## What this exercise asks
• a. Which dollar amounts appear in the passage on Netflix and Lucid Group?
• b. In the passage on Netflix and Lucid Group, when did Netflix's password-sharing crackdown begin?
• c. Can you reproduce the part of the passage on Netflix and Lucid Group that begins at the words "However, billionaires might" and stops after "its user base."?

## Text under study
·····

However, billionaires might appreciate Netflix's out-of-the-box innovation even more than its seemingly sustainable moat in streaming. A little over three years ago, Netflix introduced an ad-supported streaming tier that was less costly than its traditional subscriptions. Since unveiling this option, 94 million people have signed up, based on data from May 2025. These are customers who might have otherwise been lost to competing services.
Netflix has also had success with its password-sharing crackdown, which began in May 2023. Requiring that accounts remain within a household has resulted in new subscribers, as well as existing accounts paying for members outside of their households. Netflix's operating results suggest that it's faced little backlash in its efforts to bolster its subscription pricing power and grow its user base.
Although it occurred after the 13F reporting period, billionaires are now likely excited about Netflix's pending cash-and-stock acquisition of Warner Bros. Discovery at the equivalent of $27.75 per share (when announced). If the deal were to gain regulatory approval, Netflix would become the parent of HBO and HBO Max, as well as the Warner Bros. studio segment. Meanwhile, Discovery Global would be spun off.
Although Netflix stock isn't cheap, billionaires are clearly enamored with its competitive advantages.
Image source: Lucid Group.
Lucid Group
Whereas investors usually gravitate to companies enacting forward splits, they often shun businesses conducting reverse splits. A reverse split is designed to increase a company's share price, with the goal of avoiding delisting from a major stock exchange.
The most hyped reverse split this year is electric-vehicle (EV) manufacturer Lucid Group (LCID +0.56%), which completed a 1-for-10 reverse split in early September. This action increased its share price from around $2 to closer to $20.

·····

## Extracted entries
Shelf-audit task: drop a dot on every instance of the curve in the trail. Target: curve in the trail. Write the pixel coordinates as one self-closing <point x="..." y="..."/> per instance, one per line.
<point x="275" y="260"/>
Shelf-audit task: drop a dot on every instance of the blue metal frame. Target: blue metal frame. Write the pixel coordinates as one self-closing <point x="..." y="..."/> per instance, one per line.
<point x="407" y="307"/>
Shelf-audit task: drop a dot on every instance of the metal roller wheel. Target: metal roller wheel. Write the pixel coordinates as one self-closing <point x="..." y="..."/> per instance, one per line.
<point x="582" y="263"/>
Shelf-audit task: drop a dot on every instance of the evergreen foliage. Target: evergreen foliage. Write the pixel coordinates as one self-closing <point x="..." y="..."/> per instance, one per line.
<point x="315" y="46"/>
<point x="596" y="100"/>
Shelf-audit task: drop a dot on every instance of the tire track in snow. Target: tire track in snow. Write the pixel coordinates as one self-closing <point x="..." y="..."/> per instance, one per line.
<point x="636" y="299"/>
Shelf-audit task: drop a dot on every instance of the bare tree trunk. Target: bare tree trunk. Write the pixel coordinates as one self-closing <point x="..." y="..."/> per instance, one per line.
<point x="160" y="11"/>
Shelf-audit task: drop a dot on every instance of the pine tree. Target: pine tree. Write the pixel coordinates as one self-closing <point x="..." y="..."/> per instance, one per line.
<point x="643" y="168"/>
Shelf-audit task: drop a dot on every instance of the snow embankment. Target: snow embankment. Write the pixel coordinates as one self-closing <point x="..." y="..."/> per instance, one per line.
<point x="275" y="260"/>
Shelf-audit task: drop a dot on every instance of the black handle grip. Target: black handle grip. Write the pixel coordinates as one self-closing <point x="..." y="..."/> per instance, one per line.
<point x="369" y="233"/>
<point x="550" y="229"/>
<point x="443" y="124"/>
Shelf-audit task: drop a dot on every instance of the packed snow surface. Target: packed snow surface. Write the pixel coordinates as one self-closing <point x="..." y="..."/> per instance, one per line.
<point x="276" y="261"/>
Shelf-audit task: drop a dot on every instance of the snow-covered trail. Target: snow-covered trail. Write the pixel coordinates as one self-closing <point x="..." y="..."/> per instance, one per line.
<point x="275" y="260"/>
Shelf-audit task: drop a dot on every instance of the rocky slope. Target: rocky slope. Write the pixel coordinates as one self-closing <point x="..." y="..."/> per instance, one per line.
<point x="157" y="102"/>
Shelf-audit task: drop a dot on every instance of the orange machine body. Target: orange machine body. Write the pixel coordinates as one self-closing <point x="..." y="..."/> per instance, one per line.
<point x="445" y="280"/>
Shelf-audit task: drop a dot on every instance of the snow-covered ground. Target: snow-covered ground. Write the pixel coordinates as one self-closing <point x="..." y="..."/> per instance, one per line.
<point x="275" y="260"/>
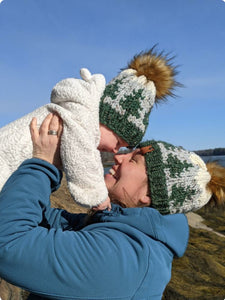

·····

## Replies
• a. $27.75, $2, $20

• b. May 2023

• c.
However, billionaires might appreciate Netflix's out-of-the-box innovation even more than its seemingly sustainable moat in streaming. A little over three years ago, Netflix introduced an ad-supported streaming tier that was less costly than its traditional subscriptions. Since unveiling this option, 94 million people have signed up, based on data from May 2025. These are customers who might have otherwise been lost to competing services.
Netflix has also had success with its password-sharing crackdown, which began in May 2023. Requiring that accounts remain within a household has resulted in new subscribers, as well as existing accounts paying for members outside of their households. Netflix's operating results suggest that it's faced little backlash in its efforts to bolster its subscription pricing power and grow its user base.